* WHAT IS NEEDED: Please rewrite the material below, changing "in this photo" to "in this image" wherever it occurs and leaving everything else untouched.
__________________________________________________
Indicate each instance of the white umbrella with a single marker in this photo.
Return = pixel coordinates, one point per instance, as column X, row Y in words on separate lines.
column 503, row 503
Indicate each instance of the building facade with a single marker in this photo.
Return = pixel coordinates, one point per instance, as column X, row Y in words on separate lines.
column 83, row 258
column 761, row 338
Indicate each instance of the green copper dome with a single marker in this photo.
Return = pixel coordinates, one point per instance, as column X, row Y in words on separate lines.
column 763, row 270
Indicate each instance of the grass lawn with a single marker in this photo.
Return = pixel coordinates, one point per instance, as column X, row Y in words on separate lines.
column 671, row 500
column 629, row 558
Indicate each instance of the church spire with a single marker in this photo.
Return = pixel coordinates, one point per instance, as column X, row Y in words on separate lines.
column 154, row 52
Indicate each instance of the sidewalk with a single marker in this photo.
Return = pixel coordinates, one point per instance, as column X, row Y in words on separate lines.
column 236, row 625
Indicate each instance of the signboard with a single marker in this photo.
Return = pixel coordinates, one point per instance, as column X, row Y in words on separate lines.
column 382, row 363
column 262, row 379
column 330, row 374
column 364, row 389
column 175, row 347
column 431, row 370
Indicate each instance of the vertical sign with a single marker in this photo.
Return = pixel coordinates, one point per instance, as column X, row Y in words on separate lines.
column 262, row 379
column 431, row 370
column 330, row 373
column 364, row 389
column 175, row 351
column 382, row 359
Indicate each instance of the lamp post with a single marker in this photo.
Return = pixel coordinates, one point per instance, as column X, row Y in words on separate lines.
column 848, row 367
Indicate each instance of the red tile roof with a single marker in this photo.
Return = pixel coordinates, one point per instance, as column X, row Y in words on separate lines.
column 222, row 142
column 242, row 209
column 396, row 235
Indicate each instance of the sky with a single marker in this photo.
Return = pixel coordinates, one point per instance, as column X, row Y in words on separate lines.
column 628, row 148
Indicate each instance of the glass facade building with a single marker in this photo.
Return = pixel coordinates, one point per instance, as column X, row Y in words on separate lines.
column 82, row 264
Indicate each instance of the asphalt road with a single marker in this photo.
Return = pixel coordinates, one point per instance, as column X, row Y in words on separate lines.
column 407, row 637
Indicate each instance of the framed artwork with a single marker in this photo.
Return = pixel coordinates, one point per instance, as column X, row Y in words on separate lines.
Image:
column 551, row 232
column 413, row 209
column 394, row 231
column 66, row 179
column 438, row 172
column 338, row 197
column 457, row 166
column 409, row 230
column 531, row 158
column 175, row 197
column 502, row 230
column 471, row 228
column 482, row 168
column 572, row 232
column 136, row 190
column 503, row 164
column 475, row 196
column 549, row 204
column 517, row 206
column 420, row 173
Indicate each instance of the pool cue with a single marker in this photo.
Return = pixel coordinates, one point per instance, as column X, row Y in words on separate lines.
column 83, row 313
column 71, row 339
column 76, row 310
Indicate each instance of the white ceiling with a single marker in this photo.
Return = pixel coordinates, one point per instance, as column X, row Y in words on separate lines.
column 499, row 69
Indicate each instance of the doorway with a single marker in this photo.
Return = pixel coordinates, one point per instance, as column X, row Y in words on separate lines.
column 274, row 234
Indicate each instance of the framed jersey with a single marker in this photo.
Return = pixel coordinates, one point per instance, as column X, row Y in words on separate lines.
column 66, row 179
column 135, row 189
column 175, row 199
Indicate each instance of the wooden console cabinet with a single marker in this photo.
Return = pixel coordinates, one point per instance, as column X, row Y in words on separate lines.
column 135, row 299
__________________________________________________
* COMPLETE OUTPUT:
Indicate each instance of the white umbrella with a single marker in this image.
Return = pixel coordinates, one point per instance, as column X, row Y in words on separate lines.
column 503, row 503
Indicate each instance of the building facade with a single marker in this image.
Return = pixel coordinates, one point per instance, as column X, row Y in words on separate lines.
column 83, row 258
column 761, row 338
Indicate each instance of the green copper dome with a single marker in this image.
Return = pixel coordinates, one point per instance, as column X, row Y in words on separate lines.
column 763, row 270
Indicate each instance of the grass lawn with a single marker in this image.
Return = pixel coordinates, one point per instance, as column X, row Y in words on separate lines.
column 671, row 500
column 629, row 558
Indicate each instance of the church spire with a single marker in this image.
Return = pixel coordinates, one point per instance, as column X, row Y in words on separate lines.
column 154, row 52
Indicate each instance of the sidewalk with a single marker in this image.
Return = pixel coordinates, one point per instance, as column X, row Y in words on separate lines.
column 236, row 625
Indicate each instance of the signboard with a single marker in this image.
Return = pixel coordinates, one point per instance, as column X, row Y in words on separate lines.
column 382, row 363
column 262, row 379
column 330, row 374
column 364, row 389
column 175, row 347
column 431, row 370
Indicate each instance of the vertical sign with a single marker in this image.
Return = pixel coordinates, one point per instance, as column X, row Y in words on separate lines.
column 262, row 379
column 431, row 370
column 330, row 373
column 364, row 389
column 175, row 351
column 382, row 359
Indicate each instance of the lamp post with a single marker in this image.
Return = pixel coordinates, one point per instance, as column X, row Y in words on separate lines.
column 848, row 367
Indicate each instance of the red tile roof with a single marker in this image.
Return = pixel coordinates, one point per instance, as column X, row Y in words on separate lines.
column 222, row 142
column 242, row 209
column 396, row 235
Indicate each instance of the sky with a single marker in this image.
Return = pixel coordinates, one point per instance, as column X, row Y in words on separate lines.
column 628, row 148
Indicate each instance of the glass facade building with a single marker in this image.
Return = pixel coordinates, one point per instance, as column X, row Y in words on separate lines.
column 82, row 264
Indicate each instance of the asphalt road with a single marker in this image.
Return = pixel coordinates, one point per instance, as column X, row Y in words on separate lines.
column 407, row 637
Indicate each instance of the framed artwork with a single marker in this image.
Return = pixel coordinates, one point per instance, as column X, row Y in words on separate lines.
Image:
column 551, row 232
column 413, row 209
column 394, row 231
column 66, row 179
column 438, row 172
column 338, row 197
column 457, row 166
column 409, row 230
column 531, row 158
column 175, row 197
column 502, row 230
column 471, row 228
column 482, row 168
column 572, row 232
column 136, row 190
column 503, row 164
column 475, row 196
column 549, row 204
column 517, row 206
column 420, row 173
Indicate each instance of the pool cue with a single marker in this image.
Return = pixel coordinates, one point per instance, as column X, row Y in words on separate lines.
column 83, row 313
column 71, row 339
column 76, row 310
Indicate each instance of the white ceiling with a single marker in this image.
Return = pixel coordinates, one point per instance, as column X, row Y in words on separate lines.
column 499, row 69
Indicate each instance of the doorway with a single marker in this image.
Return = pixel coordinates, one point per instance, as column X, row Y in words on separate lines.
column 274, row 234
Indicate each instance of the framed jersey with a single marker in this image.
Return = pixel coordinates, one point per instance, as column X, row Y in words on separate lines.
column 66, row 179
column 135, row 189
column 175, row 199
Indicate each instance of the wooden console cabinet with a single marker in this image.
Return = pixel coordinates, one point per instance, as column X, row Y in words on separate lines.
column 135, row 299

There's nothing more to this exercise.